**Instructions for the task**
Print the rows below verbatim, starting with the line that contains "Locate the beige" and going on through the line that contains "pixel 479 1190".

━━━━━━━━━━━━━━━━

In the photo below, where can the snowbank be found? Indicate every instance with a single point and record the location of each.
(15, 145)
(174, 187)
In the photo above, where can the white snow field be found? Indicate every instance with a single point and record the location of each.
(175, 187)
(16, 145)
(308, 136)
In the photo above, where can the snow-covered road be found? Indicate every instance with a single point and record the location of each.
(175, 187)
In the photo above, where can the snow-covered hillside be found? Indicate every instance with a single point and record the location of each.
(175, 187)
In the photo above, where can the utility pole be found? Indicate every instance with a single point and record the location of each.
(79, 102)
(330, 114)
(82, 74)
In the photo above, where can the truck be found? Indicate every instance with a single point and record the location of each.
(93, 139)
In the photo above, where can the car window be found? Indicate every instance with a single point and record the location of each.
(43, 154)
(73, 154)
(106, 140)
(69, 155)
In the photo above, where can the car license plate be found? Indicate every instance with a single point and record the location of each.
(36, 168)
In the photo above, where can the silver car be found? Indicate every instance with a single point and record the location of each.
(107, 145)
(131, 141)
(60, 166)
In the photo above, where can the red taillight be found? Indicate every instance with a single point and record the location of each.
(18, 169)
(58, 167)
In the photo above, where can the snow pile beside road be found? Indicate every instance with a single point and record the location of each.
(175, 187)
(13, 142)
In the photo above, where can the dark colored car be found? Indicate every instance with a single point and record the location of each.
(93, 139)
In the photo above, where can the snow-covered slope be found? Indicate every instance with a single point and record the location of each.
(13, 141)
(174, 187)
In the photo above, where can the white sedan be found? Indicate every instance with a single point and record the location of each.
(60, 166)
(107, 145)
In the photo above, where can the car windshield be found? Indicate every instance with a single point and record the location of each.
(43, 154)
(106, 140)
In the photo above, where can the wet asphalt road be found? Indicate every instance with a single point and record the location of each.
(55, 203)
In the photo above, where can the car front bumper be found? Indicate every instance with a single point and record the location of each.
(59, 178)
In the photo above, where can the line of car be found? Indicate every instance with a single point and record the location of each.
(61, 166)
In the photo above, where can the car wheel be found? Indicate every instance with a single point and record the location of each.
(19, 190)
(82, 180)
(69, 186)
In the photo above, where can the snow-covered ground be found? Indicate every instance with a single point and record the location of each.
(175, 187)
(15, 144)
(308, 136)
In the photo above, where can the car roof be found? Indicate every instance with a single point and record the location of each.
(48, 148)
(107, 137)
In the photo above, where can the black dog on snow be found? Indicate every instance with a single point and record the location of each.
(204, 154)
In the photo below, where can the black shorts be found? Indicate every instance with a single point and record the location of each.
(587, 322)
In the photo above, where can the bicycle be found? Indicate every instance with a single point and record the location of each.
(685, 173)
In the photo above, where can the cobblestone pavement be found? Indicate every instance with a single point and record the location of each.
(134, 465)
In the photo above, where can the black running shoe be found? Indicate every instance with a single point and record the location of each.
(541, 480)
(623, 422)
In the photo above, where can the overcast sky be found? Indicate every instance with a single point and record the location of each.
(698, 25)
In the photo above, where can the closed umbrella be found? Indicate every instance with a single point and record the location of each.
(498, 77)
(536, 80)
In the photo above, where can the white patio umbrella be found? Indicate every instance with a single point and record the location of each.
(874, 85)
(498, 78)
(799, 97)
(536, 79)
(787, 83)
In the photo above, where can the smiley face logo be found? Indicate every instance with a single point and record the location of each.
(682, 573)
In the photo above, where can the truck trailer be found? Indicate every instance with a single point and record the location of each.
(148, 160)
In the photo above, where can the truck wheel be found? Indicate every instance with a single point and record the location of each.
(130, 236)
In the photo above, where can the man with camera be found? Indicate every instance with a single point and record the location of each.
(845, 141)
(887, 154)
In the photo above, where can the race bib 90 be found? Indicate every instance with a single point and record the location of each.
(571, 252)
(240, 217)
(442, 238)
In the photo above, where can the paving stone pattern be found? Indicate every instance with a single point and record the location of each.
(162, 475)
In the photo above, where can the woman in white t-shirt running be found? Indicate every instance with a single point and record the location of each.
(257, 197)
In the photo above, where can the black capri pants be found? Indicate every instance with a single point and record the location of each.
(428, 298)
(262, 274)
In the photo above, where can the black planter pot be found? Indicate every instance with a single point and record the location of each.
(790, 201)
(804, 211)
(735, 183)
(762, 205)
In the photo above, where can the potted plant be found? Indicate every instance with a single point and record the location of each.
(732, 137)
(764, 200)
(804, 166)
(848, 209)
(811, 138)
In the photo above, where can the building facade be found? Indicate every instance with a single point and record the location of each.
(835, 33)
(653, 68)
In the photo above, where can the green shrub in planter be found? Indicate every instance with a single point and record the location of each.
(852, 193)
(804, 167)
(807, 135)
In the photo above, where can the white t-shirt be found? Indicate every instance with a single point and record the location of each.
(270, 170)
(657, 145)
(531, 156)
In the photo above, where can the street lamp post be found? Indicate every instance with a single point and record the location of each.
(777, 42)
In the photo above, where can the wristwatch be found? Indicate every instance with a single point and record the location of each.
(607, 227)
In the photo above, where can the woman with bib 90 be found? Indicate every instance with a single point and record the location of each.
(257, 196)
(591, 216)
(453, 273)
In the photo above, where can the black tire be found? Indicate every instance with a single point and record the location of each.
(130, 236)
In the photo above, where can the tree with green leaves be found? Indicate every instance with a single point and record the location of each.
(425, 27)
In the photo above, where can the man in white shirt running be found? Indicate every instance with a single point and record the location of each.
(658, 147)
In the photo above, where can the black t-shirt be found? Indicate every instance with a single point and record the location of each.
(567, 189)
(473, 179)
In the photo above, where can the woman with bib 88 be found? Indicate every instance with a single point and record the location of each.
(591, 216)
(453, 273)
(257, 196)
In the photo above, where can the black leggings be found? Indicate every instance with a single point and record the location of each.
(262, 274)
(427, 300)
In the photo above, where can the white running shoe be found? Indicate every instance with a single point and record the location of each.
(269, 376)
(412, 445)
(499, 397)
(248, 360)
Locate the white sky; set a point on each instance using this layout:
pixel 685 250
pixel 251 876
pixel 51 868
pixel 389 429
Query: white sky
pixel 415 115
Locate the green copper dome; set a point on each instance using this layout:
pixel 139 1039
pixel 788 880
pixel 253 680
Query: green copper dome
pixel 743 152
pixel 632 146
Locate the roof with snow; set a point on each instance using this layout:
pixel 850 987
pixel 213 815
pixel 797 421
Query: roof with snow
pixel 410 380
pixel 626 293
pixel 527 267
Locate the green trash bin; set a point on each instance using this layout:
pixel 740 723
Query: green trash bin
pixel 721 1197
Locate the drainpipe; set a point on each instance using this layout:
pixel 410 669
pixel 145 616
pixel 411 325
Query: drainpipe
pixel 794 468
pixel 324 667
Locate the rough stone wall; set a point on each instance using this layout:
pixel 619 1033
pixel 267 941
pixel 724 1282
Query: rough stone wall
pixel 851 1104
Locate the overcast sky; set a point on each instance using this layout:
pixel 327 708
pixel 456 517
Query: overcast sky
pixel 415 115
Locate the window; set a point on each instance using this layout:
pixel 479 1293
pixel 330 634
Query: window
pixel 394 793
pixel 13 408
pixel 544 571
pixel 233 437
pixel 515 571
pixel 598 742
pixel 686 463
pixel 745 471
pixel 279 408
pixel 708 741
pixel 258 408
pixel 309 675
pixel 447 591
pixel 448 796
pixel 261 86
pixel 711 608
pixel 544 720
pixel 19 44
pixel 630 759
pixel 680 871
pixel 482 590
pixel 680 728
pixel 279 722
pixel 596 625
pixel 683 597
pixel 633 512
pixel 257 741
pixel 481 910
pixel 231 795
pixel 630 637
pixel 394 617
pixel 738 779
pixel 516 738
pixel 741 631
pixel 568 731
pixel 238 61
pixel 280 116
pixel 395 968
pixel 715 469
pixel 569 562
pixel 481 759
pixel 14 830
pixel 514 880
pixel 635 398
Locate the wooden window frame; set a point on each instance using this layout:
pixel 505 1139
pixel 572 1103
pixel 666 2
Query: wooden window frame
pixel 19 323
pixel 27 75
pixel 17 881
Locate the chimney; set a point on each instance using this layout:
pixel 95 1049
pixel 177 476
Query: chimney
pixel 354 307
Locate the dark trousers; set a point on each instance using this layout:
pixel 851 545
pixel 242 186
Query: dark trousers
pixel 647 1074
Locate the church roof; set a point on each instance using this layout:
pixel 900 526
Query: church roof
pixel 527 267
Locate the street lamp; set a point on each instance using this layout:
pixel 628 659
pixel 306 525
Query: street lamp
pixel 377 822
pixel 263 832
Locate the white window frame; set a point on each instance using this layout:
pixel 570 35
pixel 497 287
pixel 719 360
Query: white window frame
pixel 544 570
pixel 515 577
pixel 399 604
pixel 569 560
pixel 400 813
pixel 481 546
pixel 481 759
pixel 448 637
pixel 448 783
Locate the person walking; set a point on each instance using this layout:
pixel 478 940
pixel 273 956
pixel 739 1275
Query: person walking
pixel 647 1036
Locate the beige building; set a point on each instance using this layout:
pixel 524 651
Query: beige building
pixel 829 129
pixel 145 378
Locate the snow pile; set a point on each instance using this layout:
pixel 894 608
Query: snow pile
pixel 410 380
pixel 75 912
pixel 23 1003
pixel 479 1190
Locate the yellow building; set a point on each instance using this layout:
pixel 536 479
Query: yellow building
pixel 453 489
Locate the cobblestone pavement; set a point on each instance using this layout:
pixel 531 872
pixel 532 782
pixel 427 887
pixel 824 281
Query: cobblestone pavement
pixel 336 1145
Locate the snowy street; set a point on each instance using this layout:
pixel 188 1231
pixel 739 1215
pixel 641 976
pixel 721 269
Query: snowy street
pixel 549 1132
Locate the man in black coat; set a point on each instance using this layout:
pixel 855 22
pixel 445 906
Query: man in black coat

━━━━━━━━━━━━━━━━

**Exercise result**
Locate the beige building; set a point on each instance using this layout:
pixel 524 651
Query: beige building
pixel 829 129
pixel 145 378
Locate the snow pile; set a point on each instance using this layout:
pixel 894 608
Query: snow pile
pixel 410 380
pixel 75 912
pixel 23 1003
pixel 479 1190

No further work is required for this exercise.